● Data to use

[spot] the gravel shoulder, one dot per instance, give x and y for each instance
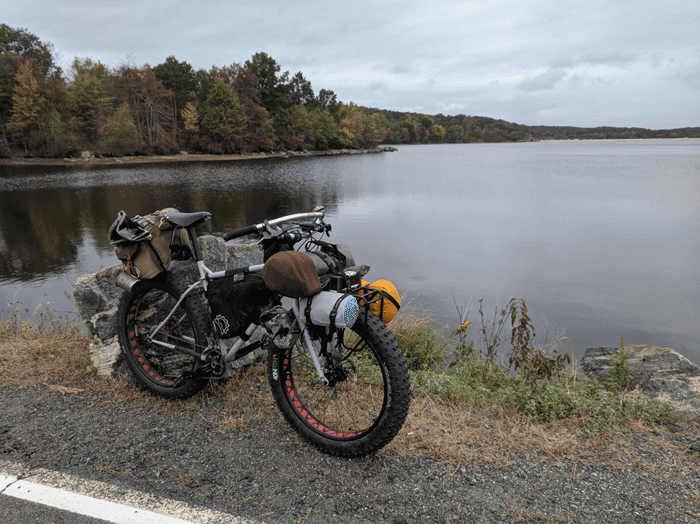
(263, 472)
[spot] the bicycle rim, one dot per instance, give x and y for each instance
(354, 402)
(152, 362)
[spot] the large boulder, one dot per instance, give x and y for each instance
(98, 297)
(661, 373)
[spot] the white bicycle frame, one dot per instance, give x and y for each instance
(205, 274)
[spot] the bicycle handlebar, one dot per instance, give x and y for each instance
(240, 232)
(256, 228)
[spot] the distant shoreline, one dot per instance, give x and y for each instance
(189, 157)
(618, 139)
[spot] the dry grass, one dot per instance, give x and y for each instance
(456, 432)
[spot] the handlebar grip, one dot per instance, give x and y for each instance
(240, 232)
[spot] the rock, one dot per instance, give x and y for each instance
(661, 373)
(98, 297)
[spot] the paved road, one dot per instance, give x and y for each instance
(48, 497)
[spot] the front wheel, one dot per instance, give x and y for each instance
(366, 401)
(163, 361)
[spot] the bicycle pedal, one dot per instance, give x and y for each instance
(284, 340)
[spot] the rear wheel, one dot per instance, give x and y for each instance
(366, 401)
(161, 362)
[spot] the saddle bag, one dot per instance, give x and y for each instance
(147, 244)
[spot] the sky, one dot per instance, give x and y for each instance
(622, 63)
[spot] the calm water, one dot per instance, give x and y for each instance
(599, 238)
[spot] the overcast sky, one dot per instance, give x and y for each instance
(630, 63)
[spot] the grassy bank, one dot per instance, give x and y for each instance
(465, 406)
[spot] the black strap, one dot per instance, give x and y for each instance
(160, 260)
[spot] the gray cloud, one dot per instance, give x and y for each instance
(527, 62)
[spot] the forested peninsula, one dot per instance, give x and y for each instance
(251, 107)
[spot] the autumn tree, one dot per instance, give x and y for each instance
(178, 77)
(222, 117)
(88, 95)
(324, 129)
(300, 91)
(119, 135)
(151, 107)
(329, 100)
(28, 107)
(190, 117)
(16, 46)
(272, 86)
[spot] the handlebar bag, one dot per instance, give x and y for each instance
(147, 244)
(291, 274)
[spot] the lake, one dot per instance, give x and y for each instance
(599, 238)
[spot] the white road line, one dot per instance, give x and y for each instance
(108, 502)
(81, 504)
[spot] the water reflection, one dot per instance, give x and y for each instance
(45, 213)
(599, 238)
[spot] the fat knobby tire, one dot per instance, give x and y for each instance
(381, 358)
(160, 370)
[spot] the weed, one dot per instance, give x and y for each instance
(620, 378)
(545, 386)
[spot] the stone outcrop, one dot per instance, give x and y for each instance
(661, 373)
(98, 297)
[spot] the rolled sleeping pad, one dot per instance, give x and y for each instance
(322, 305)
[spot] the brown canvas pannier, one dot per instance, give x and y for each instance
(147, 244)
(291, 274)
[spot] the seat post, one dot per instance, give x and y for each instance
(197, 252)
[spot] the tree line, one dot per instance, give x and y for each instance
(252, 106)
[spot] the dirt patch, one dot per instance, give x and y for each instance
(229, 448)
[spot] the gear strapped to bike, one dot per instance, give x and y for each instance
(335, 370)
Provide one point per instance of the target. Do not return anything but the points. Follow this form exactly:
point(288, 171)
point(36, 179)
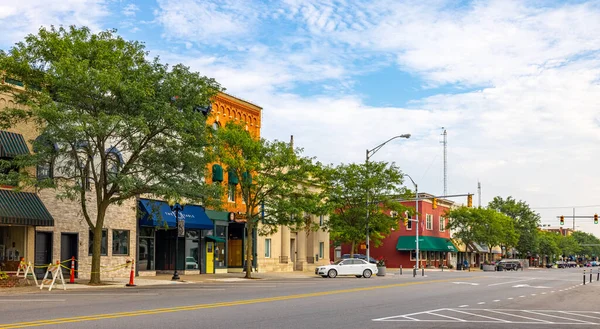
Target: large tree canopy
point(278, 185)
point(348, 188)
point(526, 222)
point(113, 123)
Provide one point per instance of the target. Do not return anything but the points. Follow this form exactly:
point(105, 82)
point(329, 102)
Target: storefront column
point(285, 243)
point(301, 261)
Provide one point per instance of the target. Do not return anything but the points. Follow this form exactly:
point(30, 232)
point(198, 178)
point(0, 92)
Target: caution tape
point(118, 267)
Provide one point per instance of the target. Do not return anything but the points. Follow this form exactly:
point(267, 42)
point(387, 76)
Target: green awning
point(426, 243)
point(215, 238)
point(217, 215)
point(22, 208)
point(12, 144)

● The task
Put every line of the listing above into a numbered list, leaving out blank lines and the pictures.

● Task output
1. [spot] the gravel shoulder, one dot per instance, give x and y for each instance
2. (263, 472)
3. [spot] the bicycle rim, one dot per instance, give x and y for each instance
4. (354, 402)
5. (152, 362)
6. [spot] the large boulder, one dot per instance, give x and y for each instance
7. (98, 297)
8. (661, 373)
9. [spot] the white bicycle frame, one dot per instance, give x and y for each instance
10. (205, 274)
11. [spot] the bicycle handlebar, one dot per instance, give x and y for each instance
12. (240, 232)
13. (256, 228)
14. [spot] the distant shoreline, one dot per instance, give x and y for each instance
15. (189, 157)
16. (618, 139)
17. [spot] the dry grass, one dot per instance, give x and y for each instance
18. (456, 432)
19. [spot] the handlebar grip, one dot per instance, give x and y for each instance
20. (240, 232)
21. [spot] the rock, one dot per instance, give x and y for each instance
22. (661, 373)
23. (98, 297)
24. [spot] the paved road, one dot per instance, give x and y for each instance
25. (48, 497)
26. [spot] the front wheel, one dot per instance, give x and y for each instance
27. (366, 401)
28. (163, 361)
29. [spot] the bicycle pedal, one dot per instance, give x and y for each instance
30. (284, 340)
31. [spot] the rear wheel, one dot per instance, give x and y for each instance
32. (366, 401)
33. (161, 362)
34. [spot] the saddle bag, one dot per instance, give x and y for each instance
35. (147, 244)
36. [spot] the sky, one dot per instance, give x and y for each instance
37. (622, 63)
38. [spot] the calm water, one dot per instance, give x and y for each instance
39. (599, 238)
40. [spot] the overcast sky, one dot per instance, give x and y for each instance
41. (630, 63)
42. [spot] the grassy bank, one dot per instance, give x and y for each instance
43. (465, 406)
44. [spot] the black strap, one dot per instance, give x and y for each instance
45. (160, 260)
46. [spot] the gray cloud, one dot per instance, give x and y for each instance
47. (527, 62)
48. [spot] the forested peninsula, one dot per instance, give x and y for each instance
49. (251, 107)
50. [spot] the autumn tree, one dot per instance, give x and y for each instance
51. (178, 77)
52. (222, 117)
53. (88, 95)
54. (324, 129)
55. (300, 91)
56. (119, 135)
57. (151, 107)
58. (329, 100)
59. (28, 107)
60. (190, 117)
61. (16, 46)
62. (272, 86)
63. [spot] the handlebar bag, one dot per instance, give x and y for each instance
64. (147, 244)
65. (291, 274)
66. [spot] the lake, one dot per instance, give x and y for each instance
67. (599, 238)
68. [spot] the white road line, one dot per instance, give x and y for each instance
69. (108, 502)
70. (81, 504)
71. [spot] the water reflection, one dot per instance, give x and y for each instance
72. (45, 213)
73. (599, 238)
74. [spot] the fat knobby tire, one dot per instance, give x and y for each instance
75. (381, 358)
76. (160, 370)
77. [spot] the weed, one dot per instance, give x and y for each instance
78. (620, 378)
79. (545, 386)
80. [spot] the stone outcrop, one dot per instance, give x and y for each instance
81. (661, 373)
82. (98, 297)
83. [spot] the rolled sleeping pad, one dot per instance, give x and y for each instance
84. (322, 305)
85. [spot] the brown canvas pannier, one dot per instance, give x and y for each instance
86. (147, 244)
87. (291, 274)
88. [spot] the seat post, one dot per instance, give x and y for each instance
89. (197, 252)
90. [spot] the tree line, one dot per instance, give x and y for each instance
91. (252, 106)
92. [spot] the dirt patch, one dot per instance, give x and y for each instance
93. (229, 448)
94. [spot] the gear strapped to bike, one dot per instance, give x and y for each instance
95. (335, 370)
96. Provide one point per instance of the target. Do not return anything but the points. Follow this form exactly:
97. point(288, 171)
98. point(36, 179)
99. Target: large tree canopy
100. point(278, 185)
101. point(348, 188)
102. point(526, 222)
103. point(113, 123)
104. Provide one point per instance of the target. Do not return anything but the points. Follow this form exactly:
105. point(105, 82)
106. point(329, 102)
107. Target: storefront column
108. point(285, 243)
109. point(301, 261)
110. Provide one point per instance of the target. Do not return anything but the points. Follow this form exactly:
111. point(30, 232)
112. point(198, 178)
113. point(0, 92)
114. Target: caution tape
115. point(118, 267)
116. Provide one point per instance of the target. Do not return anything but the points. Follow this form exactly:
117. point(267, 42)
118. point(387, 76)
119. Target: green awning
120. point(426, 243)
121. point(215, 238)
122. point(217, 215)
123. point(22, 208)
124. point(12, 144)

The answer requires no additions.